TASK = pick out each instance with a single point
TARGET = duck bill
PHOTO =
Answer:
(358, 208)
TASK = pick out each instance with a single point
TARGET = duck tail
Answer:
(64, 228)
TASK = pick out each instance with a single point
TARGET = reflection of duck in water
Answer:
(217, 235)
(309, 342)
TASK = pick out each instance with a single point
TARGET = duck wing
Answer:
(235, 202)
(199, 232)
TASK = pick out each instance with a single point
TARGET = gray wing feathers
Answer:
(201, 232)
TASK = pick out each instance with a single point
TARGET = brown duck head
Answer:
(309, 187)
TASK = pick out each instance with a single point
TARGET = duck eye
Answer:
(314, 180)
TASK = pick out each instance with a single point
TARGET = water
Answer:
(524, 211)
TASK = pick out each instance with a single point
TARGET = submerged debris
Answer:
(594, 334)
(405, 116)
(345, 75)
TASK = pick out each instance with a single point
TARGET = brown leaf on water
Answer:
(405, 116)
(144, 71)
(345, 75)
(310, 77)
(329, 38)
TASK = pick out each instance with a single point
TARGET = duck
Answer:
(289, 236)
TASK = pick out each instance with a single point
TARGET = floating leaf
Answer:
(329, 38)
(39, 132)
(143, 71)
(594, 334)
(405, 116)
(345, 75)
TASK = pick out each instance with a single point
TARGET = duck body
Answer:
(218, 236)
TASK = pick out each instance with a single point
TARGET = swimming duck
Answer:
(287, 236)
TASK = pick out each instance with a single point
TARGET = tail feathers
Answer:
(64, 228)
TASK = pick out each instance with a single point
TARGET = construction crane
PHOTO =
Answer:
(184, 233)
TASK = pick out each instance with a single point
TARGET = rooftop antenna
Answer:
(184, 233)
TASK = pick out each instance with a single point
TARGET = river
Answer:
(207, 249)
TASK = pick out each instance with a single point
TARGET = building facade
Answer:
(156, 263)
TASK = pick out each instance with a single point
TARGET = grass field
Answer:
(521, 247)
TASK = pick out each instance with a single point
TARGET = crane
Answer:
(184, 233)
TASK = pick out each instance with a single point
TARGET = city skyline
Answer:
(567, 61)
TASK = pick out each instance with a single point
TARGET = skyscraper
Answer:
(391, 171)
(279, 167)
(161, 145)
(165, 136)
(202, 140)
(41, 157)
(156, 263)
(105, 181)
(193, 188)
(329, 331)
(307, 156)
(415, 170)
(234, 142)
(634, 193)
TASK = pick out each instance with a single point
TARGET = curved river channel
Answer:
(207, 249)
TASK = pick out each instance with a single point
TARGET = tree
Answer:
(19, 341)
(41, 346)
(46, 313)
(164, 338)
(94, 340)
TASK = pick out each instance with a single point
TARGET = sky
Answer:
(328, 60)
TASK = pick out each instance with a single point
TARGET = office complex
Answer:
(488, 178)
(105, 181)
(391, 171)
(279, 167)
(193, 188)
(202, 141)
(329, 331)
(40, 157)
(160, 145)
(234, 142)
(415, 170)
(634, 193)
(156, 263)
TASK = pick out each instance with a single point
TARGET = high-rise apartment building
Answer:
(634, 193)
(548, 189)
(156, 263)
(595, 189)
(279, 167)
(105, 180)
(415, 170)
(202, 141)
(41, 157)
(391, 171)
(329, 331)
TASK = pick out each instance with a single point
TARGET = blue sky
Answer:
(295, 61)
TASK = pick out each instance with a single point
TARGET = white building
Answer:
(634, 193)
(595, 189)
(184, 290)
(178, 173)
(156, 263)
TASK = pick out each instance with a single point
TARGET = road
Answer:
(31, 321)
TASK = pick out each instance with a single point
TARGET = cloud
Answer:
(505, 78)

□ □ □ □ □

WHAT TO DO >> Each line holding "leaf" should be copied from the material above.

WRITTEN ANSWER >>
TARGET = brown leaf on water
TARGET = floating leaf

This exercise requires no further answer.